> SELECTION
1

I'm trying to delete a lot of duplicate rows from a SQL table with businesses' codes and businesses' descriptions but I have to keep one for each entry, I have something like 1925 rows and I have 345 rows with duplicates and triple entries, this is the query I used to find duplicates and triple entries:

SELECT codice_ateco_2007, descrizione_ateco_2007, COUNT(*) AS CNT FROM codici_ateco_il_leone GROUP BY codice_ateco_2007, descrizione_ateco_2007 HAVING CNT > 1;

I tried the following but won't work, any of them, when I use CTE I get and error saying unknown function after WITH statement and when I use the other codes like

DELETE
FROM MyDuplicateTable
WHERE ID NOT IN
(
SELECT MAX(ID)
FROM MyDuplicateTable
GROUP BY DuplicateColumn1, DuplicateColumn2, DuplicateColumn3)

it won't work anyway it says I cannot select the table inside the in function.

Is CTE and the other code out of date or what?How can somebody fix this?By the way there also is id PRIMARY KEY in the codici_ateco_il_leone table.

  • `WITH` is only available in MySQL as of version 8.0. Upgrade if you can. – Thorsten Kettner Aug 10 '20 at 14:00
  • On a side note: Ask yourself how did the duplicates make it into the table? If you don't want duplicates, there should be a unique constraint preventing them from being inserted. – Thorsten Kettner Aug 10 '20 at 16:13
  • I know adeco codes are a long list of business types in Italy every business has got One, I imported the table from a PDF i found on their website to a ods to a csv, needles to say the table was full of duplicates and deleting duplicates with Open Office would have taken too much. Thank you. – il Leone Ami Aug 10 '20 at 19:57

2 Answers2

0

One method is row_number() with a join:

delete mdt
    from MyDuplicateTable mdt join
         (select mdt2.*,
                 row_number() over (partition by DuplicateColumn1, DuplicateColumn2, DuplicateColumn3 order by id) as seqnum
          from MyDuplicateTable mdt2
         ) mdt2
         on mdt2.id = mdt.id
    where seqnum > 1;

A similar approach uses aggregation:

delete mdt
    from MyDuplicateTable mdt join
         (select DuplicateColumn1, DuplicateColumn2, DuplicateColumn3, min(id) as min_id
          from MyDuplicateTable mdt2
          group by DuplicateColumn1, DuplicateColumn2, DuplicateColumn3
          having count(*) > 1
         ) mdt2
         using (DuplicateColumn1, DuplicateColumn2, DuplicateColumn3)
    where mdt.id > mdt2.min_id;

Both of these assume that id is a global unique identifier for each row. That seems reasonable based on the context. However, both can be tweaked if the id can be duplicated for different values of the three key columns.

> REQUIRED TASK A
Write out the part of the duplicate-rows thread from "I'm trying to" up to and including "SELECT MAX(ID)".

> ENTRIES SUPPLIED

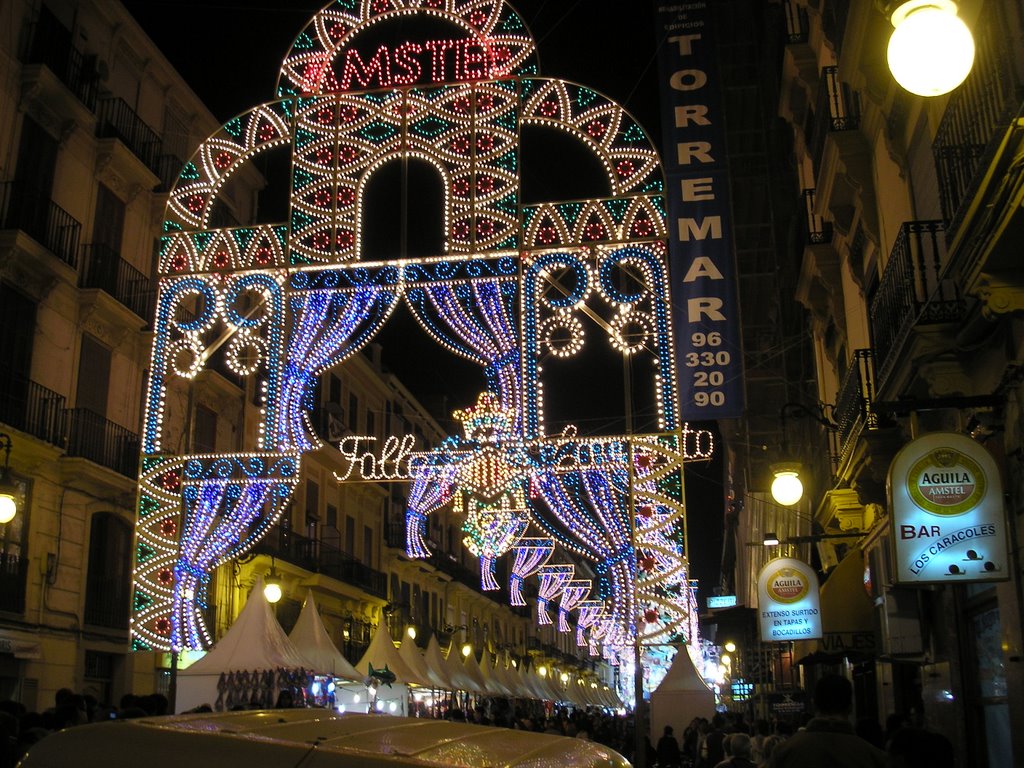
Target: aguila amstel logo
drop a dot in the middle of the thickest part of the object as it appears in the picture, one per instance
(787, 586)
(946, 482)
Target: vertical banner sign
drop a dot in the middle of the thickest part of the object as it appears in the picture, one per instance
(788, 602)
(948, 522)
(706, 308)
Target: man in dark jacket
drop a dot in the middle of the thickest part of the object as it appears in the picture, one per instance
(828, 738)
(668, 754)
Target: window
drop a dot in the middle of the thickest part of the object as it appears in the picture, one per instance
(108, 586)
(312, 502)
(93, 376)
(205, 430)
(17, 331)
(350, 535)
(353, 412)
(13, 563)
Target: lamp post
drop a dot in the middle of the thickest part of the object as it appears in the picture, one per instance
(931, 50)
(786, 487)
(271, 586)
(8, 491)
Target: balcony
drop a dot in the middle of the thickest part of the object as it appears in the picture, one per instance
(26, 208)
(320, 557)
(13, 577)
(817, 230)
(32, 408)
(49, 44)
(837, 112)
(93, 437)
(104, 269)
(117, 120)
(107, 602)
(911, 293)
(853, 412)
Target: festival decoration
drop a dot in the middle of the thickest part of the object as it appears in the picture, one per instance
(284, 302)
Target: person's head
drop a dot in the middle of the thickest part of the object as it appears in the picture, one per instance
(834, 696)
(739, 744)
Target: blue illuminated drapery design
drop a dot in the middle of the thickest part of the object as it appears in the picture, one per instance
(328, 327)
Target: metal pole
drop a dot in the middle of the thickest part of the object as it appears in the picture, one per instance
(639, 719)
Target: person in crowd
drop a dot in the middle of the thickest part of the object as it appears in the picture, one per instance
(737, 747)
(767, 747)
(667, 754)
(712, 751)
(828, 738)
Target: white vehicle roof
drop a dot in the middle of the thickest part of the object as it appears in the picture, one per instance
(312, 738)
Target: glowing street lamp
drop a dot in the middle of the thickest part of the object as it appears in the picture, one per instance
(271, 586)
(786, 487)
(8, 491)
(931, 50)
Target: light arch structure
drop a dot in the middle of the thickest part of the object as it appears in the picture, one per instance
(286, 301)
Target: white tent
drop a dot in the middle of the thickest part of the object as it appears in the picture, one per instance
(254, 643)
(436, 669)
(382, 653)
(313, 644)
(681, 696)
(459, 675)
(414, 660)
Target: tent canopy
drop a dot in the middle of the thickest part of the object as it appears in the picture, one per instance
(312, 642)
(255, 641)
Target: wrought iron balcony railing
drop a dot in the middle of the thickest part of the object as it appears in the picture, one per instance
(796, 23)
(107, 602)
(93, 437)
(817, 230)
(48, 45)
(103, 268)
(26, 208)
(853, 413)
(320, 557)
(911, 292)
(117, 120)
(977, 115)
(838, 109)
(32, 408)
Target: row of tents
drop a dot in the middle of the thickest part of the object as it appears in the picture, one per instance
(256, 643)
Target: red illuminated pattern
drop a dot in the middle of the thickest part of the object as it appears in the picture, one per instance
(463, 60)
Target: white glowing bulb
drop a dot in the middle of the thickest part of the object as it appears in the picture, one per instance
(931, 50)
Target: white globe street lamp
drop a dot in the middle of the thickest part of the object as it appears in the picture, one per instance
(786, 487)
(931, 50)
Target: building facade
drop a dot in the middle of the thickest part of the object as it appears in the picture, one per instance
(96, 127)
(908, 275)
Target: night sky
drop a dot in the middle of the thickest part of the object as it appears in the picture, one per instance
(229, 51)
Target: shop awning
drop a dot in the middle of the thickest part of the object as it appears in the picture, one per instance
(19, 644)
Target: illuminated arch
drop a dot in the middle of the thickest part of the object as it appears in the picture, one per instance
(481, 297)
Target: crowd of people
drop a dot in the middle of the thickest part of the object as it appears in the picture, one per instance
(829, 738)
(726, 740)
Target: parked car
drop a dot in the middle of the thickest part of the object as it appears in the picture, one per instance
(312, 738)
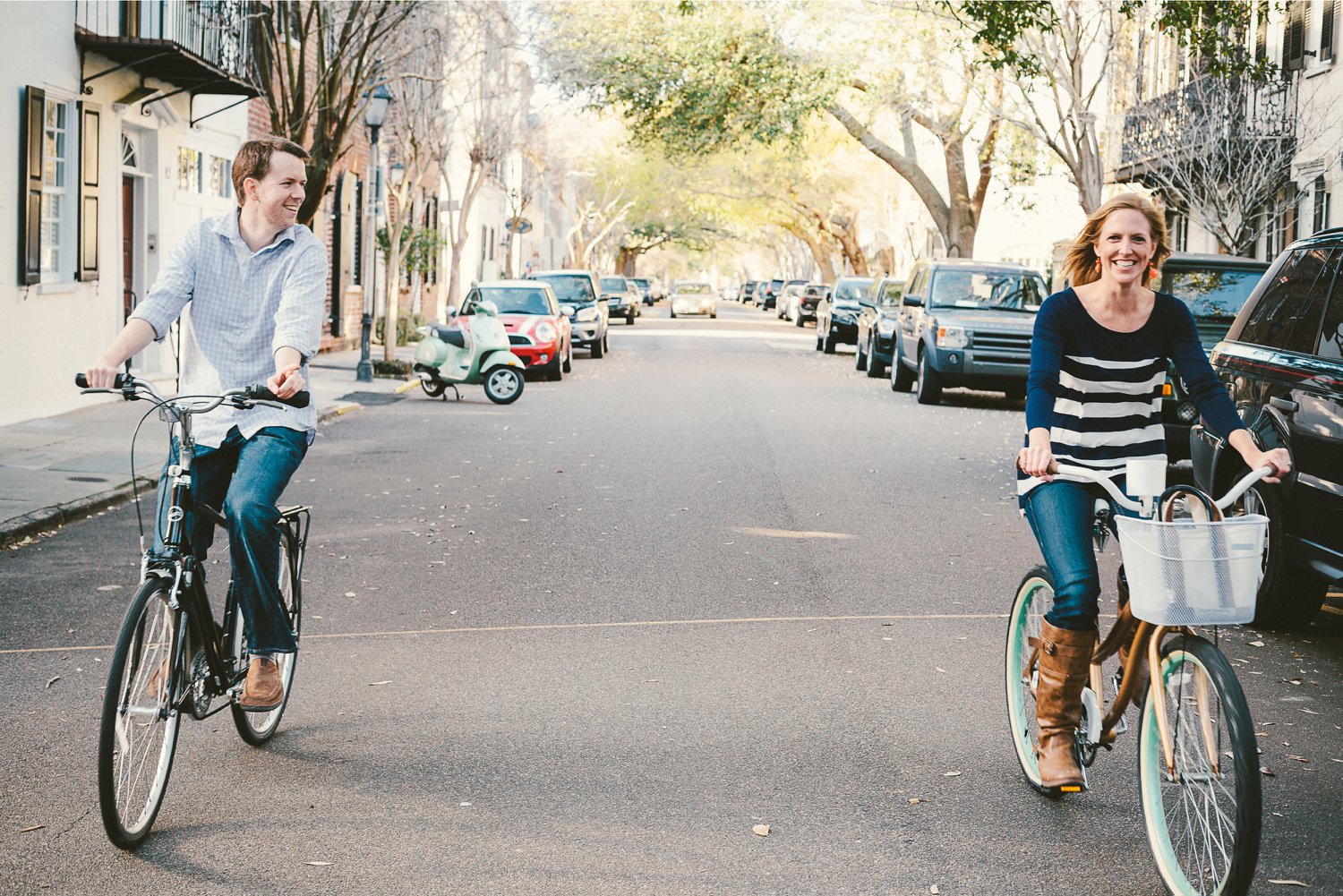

> REQUIRED TASK B
Count the lines of the records that contain the string "arch", treating case as significant, and give only the number.

> EXERCISE RESULT A
I'm trying to delete a lot of duplicate rows from a SQL table with businesses' codes and businesses' descriptions but I have to keep one for each entry, I have something like 1925 rows and I have 345 rows with duplicates and triple entries, this is the query I used to find duplicates and triple entries:

SELECT codice_ateco_2007, descrizione_ateco_2007, COUNT(*) AS CNT FROM codici_ateco_il_leone GROUP BY codice_ateco_2007, descrizione_ateco_2007 HAVING CNT > 1;

I tried the following but won't work, any of them, when I use CTE I get and error saying unknown function after WITH statement and when I use the other codes like

DELETE
FROM MyDuplicateTable
WHERE ID NOT IN
(
SELECT MAX(ID)

> EXERCISE RESULT B
2